## WHAT TO PRODUCE
Extract every row below that contains the word "side", treating uppercase and lowercase letters as distinct.

— begin EXCERPTED RECORDS —

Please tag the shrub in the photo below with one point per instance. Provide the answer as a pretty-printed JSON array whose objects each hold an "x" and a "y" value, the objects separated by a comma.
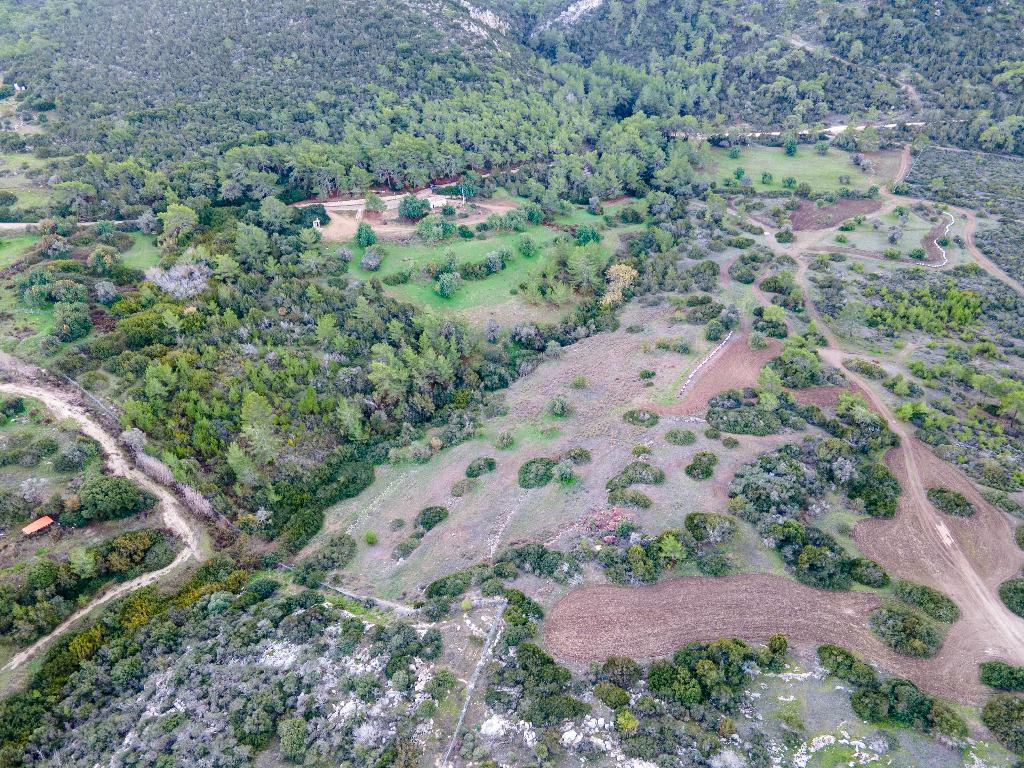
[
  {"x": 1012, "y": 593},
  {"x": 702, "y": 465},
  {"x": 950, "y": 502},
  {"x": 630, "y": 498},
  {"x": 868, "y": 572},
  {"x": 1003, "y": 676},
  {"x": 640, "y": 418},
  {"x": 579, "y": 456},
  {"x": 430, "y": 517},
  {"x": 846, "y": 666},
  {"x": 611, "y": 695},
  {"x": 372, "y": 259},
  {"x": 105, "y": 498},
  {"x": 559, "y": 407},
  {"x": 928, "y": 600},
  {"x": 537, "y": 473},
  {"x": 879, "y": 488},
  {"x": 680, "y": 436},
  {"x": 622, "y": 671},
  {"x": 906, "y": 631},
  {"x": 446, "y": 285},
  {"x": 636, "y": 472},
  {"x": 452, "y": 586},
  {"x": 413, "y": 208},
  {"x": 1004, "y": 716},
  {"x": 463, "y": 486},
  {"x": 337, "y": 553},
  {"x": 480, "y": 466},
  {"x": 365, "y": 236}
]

— end EXCERPTED RECORDS —
— begin EXCERPTED RECORDS —

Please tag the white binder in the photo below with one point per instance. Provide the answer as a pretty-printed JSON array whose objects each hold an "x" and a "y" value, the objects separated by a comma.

— end EXCERPTED RECORDS —
— begin EXCERPTED RECORDS —

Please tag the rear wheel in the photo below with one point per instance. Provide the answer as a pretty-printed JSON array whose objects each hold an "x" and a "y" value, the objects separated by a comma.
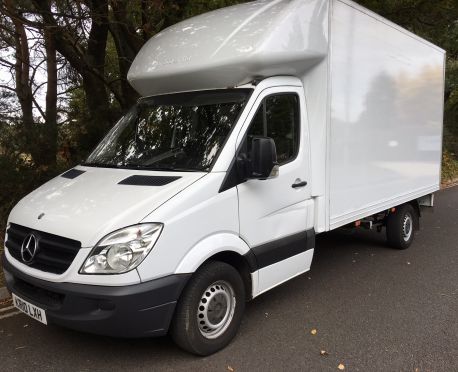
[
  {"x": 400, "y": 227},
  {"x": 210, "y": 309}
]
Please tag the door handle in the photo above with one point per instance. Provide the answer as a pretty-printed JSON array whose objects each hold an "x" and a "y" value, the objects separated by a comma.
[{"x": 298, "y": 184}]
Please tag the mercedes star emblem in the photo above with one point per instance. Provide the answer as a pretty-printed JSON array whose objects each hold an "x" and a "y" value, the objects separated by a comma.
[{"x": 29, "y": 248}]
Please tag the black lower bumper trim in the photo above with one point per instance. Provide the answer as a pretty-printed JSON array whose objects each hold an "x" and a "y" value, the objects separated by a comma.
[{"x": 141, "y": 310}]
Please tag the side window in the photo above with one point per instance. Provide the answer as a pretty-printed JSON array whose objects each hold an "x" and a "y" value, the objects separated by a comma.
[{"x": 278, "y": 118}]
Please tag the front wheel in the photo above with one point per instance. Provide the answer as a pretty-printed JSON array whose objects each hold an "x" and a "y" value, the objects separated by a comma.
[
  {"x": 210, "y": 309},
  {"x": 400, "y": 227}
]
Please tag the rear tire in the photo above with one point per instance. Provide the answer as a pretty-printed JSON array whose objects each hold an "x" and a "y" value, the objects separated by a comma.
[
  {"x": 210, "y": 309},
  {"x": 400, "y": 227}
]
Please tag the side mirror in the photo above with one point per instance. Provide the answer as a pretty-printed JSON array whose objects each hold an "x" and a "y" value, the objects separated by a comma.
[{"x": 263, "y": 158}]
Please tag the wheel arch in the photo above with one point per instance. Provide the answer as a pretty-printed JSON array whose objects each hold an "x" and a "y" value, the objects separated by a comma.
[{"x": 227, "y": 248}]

— end EXCERPTED RECORDS —

## TASK RESPONSE
Please tag the side window in the photo above with one point per instance. Provide the answer as a pretty-printed JSON array whose objects each hold an "x" and a "y" value, the objects separated by a comma.
Please tag the side mirror in the photo above with one point per instance. Provide the answer as a pretty-printed JSON array whose objects each hold an "x" and a "y" value, the objects separated by a comma.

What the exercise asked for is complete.